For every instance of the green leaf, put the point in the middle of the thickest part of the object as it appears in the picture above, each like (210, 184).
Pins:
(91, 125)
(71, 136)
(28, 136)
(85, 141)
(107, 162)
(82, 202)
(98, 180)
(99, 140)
==
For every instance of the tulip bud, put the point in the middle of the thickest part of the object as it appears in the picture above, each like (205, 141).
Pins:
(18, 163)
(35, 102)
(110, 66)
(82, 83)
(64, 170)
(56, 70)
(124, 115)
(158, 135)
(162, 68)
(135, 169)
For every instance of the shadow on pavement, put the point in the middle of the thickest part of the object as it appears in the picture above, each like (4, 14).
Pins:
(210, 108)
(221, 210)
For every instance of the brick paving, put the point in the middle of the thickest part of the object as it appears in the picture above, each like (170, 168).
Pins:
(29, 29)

[INSTRUCTIONS FOR THE TASK]: Only lines with the word "above" are wanted, so copy each one from the records.

[ANSWER TO THIS EXERCISE]:
For every instance of the green leaf, put the point in the middle of the thickest part of the object as it appears in the picture above, each like (210, 184).
For every instance of the tulip bud, put the point in the middle of the thickest part of the object as it appears in the picture above, each like (205, 141).
For every instance of the shadow on pavement, put the point in the middle of the thickest part of the object as it appears in the picture above, each like (4, 14).
For every instance of the brick paving, put the point in the middle of the thickest part of the object as it appears in the picture above, each like (170, 168).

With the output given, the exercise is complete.